MATERIAL FOR THIS EXERCISE:
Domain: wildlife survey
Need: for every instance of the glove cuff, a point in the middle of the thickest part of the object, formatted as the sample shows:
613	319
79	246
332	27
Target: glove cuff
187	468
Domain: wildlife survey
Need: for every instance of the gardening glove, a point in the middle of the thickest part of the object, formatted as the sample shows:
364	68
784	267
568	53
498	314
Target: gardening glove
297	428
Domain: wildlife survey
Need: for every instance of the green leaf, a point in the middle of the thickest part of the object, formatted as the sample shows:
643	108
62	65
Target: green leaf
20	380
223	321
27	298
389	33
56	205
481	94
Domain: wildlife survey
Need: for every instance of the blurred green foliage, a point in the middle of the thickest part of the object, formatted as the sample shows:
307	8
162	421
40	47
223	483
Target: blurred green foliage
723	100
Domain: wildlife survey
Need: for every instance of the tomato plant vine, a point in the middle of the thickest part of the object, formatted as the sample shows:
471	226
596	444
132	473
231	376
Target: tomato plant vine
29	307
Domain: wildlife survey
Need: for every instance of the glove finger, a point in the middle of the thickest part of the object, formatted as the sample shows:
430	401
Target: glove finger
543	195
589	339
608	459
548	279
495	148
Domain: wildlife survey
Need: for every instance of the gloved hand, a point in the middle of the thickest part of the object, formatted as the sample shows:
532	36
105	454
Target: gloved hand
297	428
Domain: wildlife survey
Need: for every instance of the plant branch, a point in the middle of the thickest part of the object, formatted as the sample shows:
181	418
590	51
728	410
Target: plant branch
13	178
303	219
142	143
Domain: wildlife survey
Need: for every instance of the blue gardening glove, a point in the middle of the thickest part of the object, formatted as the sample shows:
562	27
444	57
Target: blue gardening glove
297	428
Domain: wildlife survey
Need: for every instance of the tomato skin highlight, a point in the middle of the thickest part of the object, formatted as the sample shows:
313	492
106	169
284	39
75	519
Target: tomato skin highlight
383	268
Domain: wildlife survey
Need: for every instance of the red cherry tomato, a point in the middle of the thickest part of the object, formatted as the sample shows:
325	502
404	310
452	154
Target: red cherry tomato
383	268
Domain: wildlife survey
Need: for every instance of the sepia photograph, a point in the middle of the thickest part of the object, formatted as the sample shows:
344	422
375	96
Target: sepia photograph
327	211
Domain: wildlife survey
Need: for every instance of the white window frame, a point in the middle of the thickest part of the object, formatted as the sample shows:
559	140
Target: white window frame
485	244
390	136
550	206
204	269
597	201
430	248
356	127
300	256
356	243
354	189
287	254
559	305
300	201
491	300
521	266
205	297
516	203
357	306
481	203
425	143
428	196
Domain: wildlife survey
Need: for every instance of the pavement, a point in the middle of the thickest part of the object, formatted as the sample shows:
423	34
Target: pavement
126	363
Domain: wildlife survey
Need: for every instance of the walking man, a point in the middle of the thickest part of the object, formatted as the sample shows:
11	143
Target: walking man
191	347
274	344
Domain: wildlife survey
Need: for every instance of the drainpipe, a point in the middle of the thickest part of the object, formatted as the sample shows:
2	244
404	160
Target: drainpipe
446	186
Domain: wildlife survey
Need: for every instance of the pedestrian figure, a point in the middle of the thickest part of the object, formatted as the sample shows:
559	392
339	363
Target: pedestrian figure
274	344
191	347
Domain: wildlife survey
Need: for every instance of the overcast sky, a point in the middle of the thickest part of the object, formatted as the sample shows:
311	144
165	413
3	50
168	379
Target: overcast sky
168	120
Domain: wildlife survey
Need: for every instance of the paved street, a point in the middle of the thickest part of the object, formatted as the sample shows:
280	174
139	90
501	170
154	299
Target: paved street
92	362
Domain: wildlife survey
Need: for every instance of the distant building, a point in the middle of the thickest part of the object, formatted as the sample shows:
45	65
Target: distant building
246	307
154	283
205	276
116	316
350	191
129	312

TASK PROMPT:
Give all the records again. Match them exactly.

OUTPUT FOR THIS TASK:
Domain: wildlife survey
Need: for every instance of the glove cuff, a point in the middle of the thickest part of the object, formatted as the sample shows:
613	319
79	246
332	27
Target: glove cuff
187	468
Domain: wildlife survey
Need: for every instance of the gardening glove, a point in the middle of the thickest part of the object, formatted as the sample shows:
364	68
784	267
568	53
498	314
Target: gardening glove
297	428
Domain: wildlife survey
Need: for every instance of the green leaf, a point in the middle of the thickest part of the object, formatted as the sample shows:
643	108
62	65
Target: green leaf
20	380
223	321
27	298
389	33
56	205
481	94
Domain: wildlife survey
Need: for every instance of the blurred green foliage, a point in the middle of the thickest part of the object, formatted as the sample shows:
307	8
162	421
40	47
223	483
Target: blurred green foliage
723	100
Domain: wildlife survey
Need: for every instance of the tomato plant vine, a point in the middle of the thickest part of the object, formatted as the sample shows:
471	226
596	444
132	473
231	376
Target: tomato plant vine
29	307
Domain: wildlife survey
Need: for every instance of the glove finger, a point in the middle of the thickest part of the object, formatted as the sample shows:
430	401
Target: glove finger
543	195
589	339
608	459
548	279
495	148
Domain: wildlife survey
Need: for every instance of the gloved hand, a point in the middle of the thickest part of the object, formatted as the sample shows:
532	36
105	454
Target: gloved hand
297	428
Domain: wildlife survey
Need: for every instance of the plant branch, a point in the middle of the thickest part of the object, formatted as the sample shows:
181	418
590	51
728	410
Target: plant branch
13	178
303	219
142	143
Domain: wildlife survey
Need: for every instance of the blue gardening glove, a point in the middle of the thickest part of the object, formatted as the sample shows:
562	27
444	57
Target: blue gardening glove
297	428
Domain: wildlife survey
Need: for every instance of the tomato skin highlight, a point in the middle of the thickest part of the object, formatted as the sample shows:
313	492
106	169
284	39
75	519
Target: tomato skin highlight
383	268
Domain: wildlife survey
Need: for every instance of the red cherry tomato, a point in the middle of the thickest part of the object, formatted as the sample shows:
325	502
404	310
452	154
Target: red cherry tomato
383	268
Domain: wildlife survey
Need: for every instance of the sepia photograph, a point in the middle of the thickest part of the object, formatted as the sample shows:
344	422
375	96
Target: sepia photograph
327	211
Domain: wildlife survey
Need: for every instance of the white window frame, a point in the middle of the thickest part of the object, formatted as the sample shows:
559	140
Target: white window frame
485	244
390	136
550	206
204	269
597	201
430	248
356	127
300	256
356	243
354	189
287	254
559	305
300	201
491	300
521	266
205	297
516	203
357	306
481	203
425	143
428	196
Domain: wildlife survey
Need: for every instance of the pavement, a point in the middle of the thickest part of the object, formatted as the sample shows:
423	34
Target: pavement
126	363
Domain: wildlife survey
Need: for every instance of the walking man, a point in the middle of the thickest part of the object, formatted as the sample shows:
11	143
Target: walking man
191	347
274	344
Domain: wildlife survey
Need: for every instance of the drainpipe, a point in the middle of the thickest part of the object, formatted as the sample shows:
2	244
404	160
Target: drainpipe
446	186
Domain: wildlife survey
Need: for every instance of the pedestrian figure, a point in the middle of the thickest part of the object, formatted as the sample shows:
559	392
339	363
Target: pedestrian figure
274	344
191	347
Domain: wildlife survey
Need: for every instance of the overcast sky, a point in the middle of the thickest part of the object, formatted as the sample shows:
311	144
165	413
3	50
168	379
Target: overcast sky
168	120
Domain: wildlife survey
Need: for every instance of the paved street, a point in the middle of the thickest part of the object, formatted as the sample shows:
280	174
139	90
501	170
154	299
Target: paved street
92	362
Domain: wildlife survey
Need: for every instance of the distant building, a point in the middle of the thickest part of the object, formatted as the sample shows:
45	65
Target: distant building
246	307
154	283
205	276
116	316
350	191
129	312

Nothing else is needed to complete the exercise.